== TASK DATA ==

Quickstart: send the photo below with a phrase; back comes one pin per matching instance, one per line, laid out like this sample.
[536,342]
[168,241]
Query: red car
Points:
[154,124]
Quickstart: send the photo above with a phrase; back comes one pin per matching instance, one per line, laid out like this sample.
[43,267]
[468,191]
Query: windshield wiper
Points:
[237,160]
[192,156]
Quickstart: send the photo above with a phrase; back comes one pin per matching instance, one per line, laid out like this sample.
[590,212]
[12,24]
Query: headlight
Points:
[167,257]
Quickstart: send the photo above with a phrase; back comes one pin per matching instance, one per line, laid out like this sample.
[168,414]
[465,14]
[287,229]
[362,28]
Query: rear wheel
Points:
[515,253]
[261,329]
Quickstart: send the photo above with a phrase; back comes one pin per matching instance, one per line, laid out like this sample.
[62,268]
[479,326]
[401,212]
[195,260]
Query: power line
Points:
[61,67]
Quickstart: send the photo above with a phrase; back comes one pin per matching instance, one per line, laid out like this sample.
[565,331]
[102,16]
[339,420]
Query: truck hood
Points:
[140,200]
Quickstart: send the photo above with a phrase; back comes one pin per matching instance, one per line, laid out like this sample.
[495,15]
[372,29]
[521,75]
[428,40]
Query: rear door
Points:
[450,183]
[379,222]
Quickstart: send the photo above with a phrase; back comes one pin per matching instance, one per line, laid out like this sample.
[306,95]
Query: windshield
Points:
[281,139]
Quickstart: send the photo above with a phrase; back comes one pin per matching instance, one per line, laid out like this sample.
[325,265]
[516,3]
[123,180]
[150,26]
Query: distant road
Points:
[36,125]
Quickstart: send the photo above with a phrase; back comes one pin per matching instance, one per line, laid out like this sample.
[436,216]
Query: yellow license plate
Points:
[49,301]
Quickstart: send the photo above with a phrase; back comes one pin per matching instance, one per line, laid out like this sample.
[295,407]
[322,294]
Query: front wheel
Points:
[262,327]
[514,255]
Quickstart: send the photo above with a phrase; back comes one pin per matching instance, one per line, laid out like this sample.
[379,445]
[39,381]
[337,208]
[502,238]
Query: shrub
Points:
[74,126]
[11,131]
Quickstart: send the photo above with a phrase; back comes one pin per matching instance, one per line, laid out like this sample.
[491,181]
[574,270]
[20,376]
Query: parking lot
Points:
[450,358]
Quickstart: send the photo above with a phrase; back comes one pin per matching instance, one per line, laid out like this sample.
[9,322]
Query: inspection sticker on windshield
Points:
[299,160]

===

WHAT TO DO
Line by line, repeat the listing exactly as written.

RESPONSE BELOW
Quickstart: send the photo below with a phrase; back comes one pin per matching instance, one per line, laid out like this sample.
[536,342]
[168,241]
Query: red car
Points:
[154,124]
Quickstart: send the photo above with a phrase; back comes one pin per matching instance, one per line, laid out like this sample.
[43,267]
[468,191]
Query: windshield wiper
Points:
[237,160]
[192,156]
Quickstart: send the photo above with a phrase; back comes one pin per matching instance, one per line, laid out like this sample.
[590,212]
[12,24]
Query: headlight
Points:
[167,257]
Quickstart: send the photo above with a phrase; back comes one pin per matching instance, one per line, laid out like this sample.
[168,414]
[465,14]
[287,229]
[362,28]
Query: rear wheel
Points:
[515,253]
[261,329]
Quickstart: send the photo above with a phrase; back comes one pin per matching instance, one per line, laid out like this sample.
[62,268]
[479,326]
[401,212]
[195,260]
Query: power line
Points:
[61,67]
Quickstart: send the photo above with a phrase; back comes one pin per matching instance, one per line, laid out like this sample.
[565,331]
[102,16]
[339,420]
Query: truck hood
Points:
[140,200]
Quickstart: send the photo above with a phrase; back comes one pin per matching instance, one per line, laid out like this sample.
[495,15]
[372,29]
[521,75]
[428,40]
Query: rear door
Points:
[450,183]
[379,222]
Quickstart: send the photo above with a phrase; back comes one pin per matching instance, one per line, laid out like this sample.
[306,95]
Query: windshield
Points:
[281,139]
Quickstart: send the photo above with a phrase; back comes one pin per matching instance, one per line, laid out like this sample.
[325,265]
[516,3]
[123,180]
[150,26]
Query: distant road
Points:
[36,125]
Quickstart: send the photo above with a phrase; back comes one pin per matching instance, one per line, laid out like this sample.
[436,216]
Query: yellow license plate
Points:
[49,301]
Quickstart: send the photo above with a phrase; back comes one pin per matching instance, one per line, laid out like this sample.
[295,407]
[322,294]
Query: front wheel
Points:
[262,327]
[514,255]
Quickstart: send the photo above with a phrase; back comes one pin per matching instance, one per line, laid out like this sample.
[379,445]
[39,381]
[337,208]
[502,238]
Query: shrub
Points:
[74,126]
[11,131]
Quickstart: send the photo above with a phrase; back comes one pin per matching instance, one per line, laid out like this sample.
[491,181]
[574,270]
[20,376]
Query: parking lot
Points:
[450,358]
Quickstart: send the photo above with a phrase; back comes one pin per matching instance, one per line, laid out like this sample.
[9,322]
Query: inspection sticker on windshield
Points:
[299,160]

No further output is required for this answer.